*KUTIPAN TERSEDIA*:
==*==
Mohamad Asrori Mulky

ketika cahaya bintang mengintip bayang-bayang sinar rembulan, kuketuk jendela rahasia malam yang tergurat di dedaun nasib. dan aku tak pernah mengerti di mana letak titik yang pasti....

Senin, 19 Juni 2023

Islam Tercecer di Tubir Umat Lain


Oleh Mohamad Asrori Mulky

 

Dalam rentang waktu yang cukup panjang, Islam telah mengalami banyak pergumulan dengan ragam peradaban dunia. Berbagai lapis kebudayaan dari berbagai dunia mampu diserap dengan baik, tanpa harus menghilangkan doktrin dan kemurnian Islam yang dimilikinya.

 

Kemampuan menyerap unsur-unsur yang datang dari luar itu, mestinya jadi modal utama dalam mengembangkan keadaban Islam dalam relasinya dengan peradaban Barat yang kini unggul di hampir lini kehidupan. Patut diakui dengan lapang dada pencapaian Barat begitu menakjubkan. Ilmu pengetahuan dan teknologi mereka maju pesat, bahkan mampu menembus batas bumi hingga mencapai luar angkasa.

 

Sementara Islam nasibnya kian tercecer di tengah etos umat (Islam) yang merepih seperti pasir: rapuh tanpa pondasi dan kendali. Bassam Tibi dalam The Crisis of Modern Islam: A Preindustrial Culture in the Scientific-Technological Age, menyebut negara-negara Islam masih dalam kultur pra-industri. Belum ada satu negara Islam di dunia masuk dalam kategori negara maju yang mampu mengimbangi capaian Barat.

 

Hingga kini, umat Islam hanya menjadi pengekor, konsumen ilmu pengetahuan, teknologi, ekonomi, politik, seni, dan budaya. Sementara negara-negara Barat menjadi produsen produks-produks modernitas, dan kian kokoh menancapkan cakar-cakarnya. Mereka menjadi aktor utama dalam percaturan dunia, dan bisa dikatakan menjadi pengendali masa depan negara-negara dunia ketiga.

 

Kalaupun kita terpaksa harus menyebut beberapa negara Islam seperti Saudi Arabia dan Uni Emirat Arab, masuk ke dalam negara sedang membangun (developing countries), kata Bassam Tibi, itu karena faktor kekayaan minyak dan gas bumi yang mereka miliki, bukan karena kemampuannya dalam mengembangkan ilmu pengetahuan dan teknologi paling mutakhir.
==*==
*INSTRUKSI ANDA*:
Lanjutkan esai tentang ketertinggalan umat Islam dari Barat ini, dimulai setelah kalimat terakhirnya. Catatan yang menyusul sama sekali tidak berperan di sini.

(Entri penunjukan objek bernama)
==*==
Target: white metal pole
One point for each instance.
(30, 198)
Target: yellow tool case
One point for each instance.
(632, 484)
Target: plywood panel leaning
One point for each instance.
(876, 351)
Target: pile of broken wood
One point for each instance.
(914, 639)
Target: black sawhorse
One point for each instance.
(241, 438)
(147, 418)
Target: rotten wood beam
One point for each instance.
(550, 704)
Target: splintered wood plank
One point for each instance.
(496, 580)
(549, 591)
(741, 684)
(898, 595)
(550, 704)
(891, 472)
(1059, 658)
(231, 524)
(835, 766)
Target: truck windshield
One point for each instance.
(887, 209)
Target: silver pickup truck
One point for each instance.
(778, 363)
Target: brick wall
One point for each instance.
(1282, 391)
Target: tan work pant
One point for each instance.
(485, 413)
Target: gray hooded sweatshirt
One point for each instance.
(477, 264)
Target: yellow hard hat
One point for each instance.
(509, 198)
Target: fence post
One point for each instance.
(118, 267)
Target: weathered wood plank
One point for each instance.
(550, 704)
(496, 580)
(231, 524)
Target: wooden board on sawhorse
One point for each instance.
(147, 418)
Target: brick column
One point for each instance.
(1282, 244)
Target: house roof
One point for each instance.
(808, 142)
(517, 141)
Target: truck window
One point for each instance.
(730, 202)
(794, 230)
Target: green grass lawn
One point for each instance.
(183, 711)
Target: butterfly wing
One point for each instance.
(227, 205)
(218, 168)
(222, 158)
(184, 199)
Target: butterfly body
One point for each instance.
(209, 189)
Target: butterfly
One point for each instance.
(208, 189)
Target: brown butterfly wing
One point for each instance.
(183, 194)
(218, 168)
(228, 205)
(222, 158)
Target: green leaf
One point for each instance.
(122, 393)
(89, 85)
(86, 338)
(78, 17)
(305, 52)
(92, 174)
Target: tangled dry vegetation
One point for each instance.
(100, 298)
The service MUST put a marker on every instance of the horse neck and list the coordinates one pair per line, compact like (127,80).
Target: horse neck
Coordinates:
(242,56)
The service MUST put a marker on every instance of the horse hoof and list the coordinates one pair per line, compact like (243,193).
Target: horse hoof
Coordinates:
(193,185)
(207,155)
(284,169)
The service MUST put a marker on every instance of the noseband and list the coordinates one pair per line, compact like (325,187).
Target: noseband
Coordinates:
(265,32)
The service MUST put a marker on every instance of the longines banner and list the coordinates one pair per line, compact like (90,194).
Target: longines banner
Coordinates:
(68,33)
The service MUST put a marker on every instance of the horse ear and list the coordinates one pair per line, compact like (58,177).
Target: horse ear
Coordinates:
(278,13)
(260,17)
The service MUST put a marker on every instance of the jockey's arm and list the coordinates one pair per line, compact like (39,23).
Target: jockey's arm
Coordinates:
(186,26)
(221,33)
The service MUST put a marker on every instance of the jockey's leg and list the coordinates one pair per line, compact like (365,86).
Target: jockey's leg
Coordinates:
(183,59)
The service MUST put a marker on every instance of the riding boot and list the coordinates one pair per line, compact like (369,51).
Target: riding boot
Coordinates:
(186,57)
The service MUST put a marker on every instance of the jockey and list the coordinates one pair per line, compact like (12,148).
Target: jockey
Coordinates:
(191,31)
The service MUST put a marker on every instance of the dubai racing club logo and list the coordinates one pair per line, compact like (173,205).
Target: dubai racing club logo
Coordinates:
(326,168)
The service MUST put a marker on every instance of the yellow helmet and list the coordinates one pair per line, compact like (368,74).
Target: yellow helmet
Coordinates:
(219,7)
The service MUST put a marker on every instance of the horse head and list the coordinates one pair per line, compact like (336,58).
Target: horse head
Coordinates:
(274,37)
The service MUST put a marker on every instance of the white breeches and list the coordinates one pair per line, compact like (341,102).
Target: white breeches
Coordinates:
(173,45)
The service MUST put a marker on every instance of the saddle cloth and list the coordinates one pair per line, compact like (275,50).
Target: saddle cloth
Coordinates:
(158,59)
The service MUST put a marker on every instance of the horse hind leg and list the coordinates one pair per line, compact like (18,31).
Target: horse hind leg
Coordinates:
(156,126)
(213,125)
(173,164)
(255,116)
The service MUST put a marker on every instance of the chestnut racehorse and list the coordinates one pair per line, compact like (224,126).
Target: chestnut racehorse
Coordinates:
==*==
*HASIL LATIHAN*:
Dan faktanya, yang mengembangkan sumber daya alam melimpah itu bukan Saudi dan Emirat Arab, melainkan negara-negara industri maju, seperti Amerika Serikat (AS). Ketertinggalan Dunia Islam adalah fakta yang tak mungkin kita ingkari. Negara-negara Islam harus segera mengatasi problem yang sedang mereka hadapi. Kalau tidak akan makin dalam terperosok ke dalam kemunduran yang tak terperikan lagi.

 

Pertanyaannya, mengapa Islam masih, dan kian tercecer di tubir umat lain? Mengapa umat Islam seperti berjalan dengan beban berat di pundaknya, sementara Barat melesat laksana kilat meninggalkan kita?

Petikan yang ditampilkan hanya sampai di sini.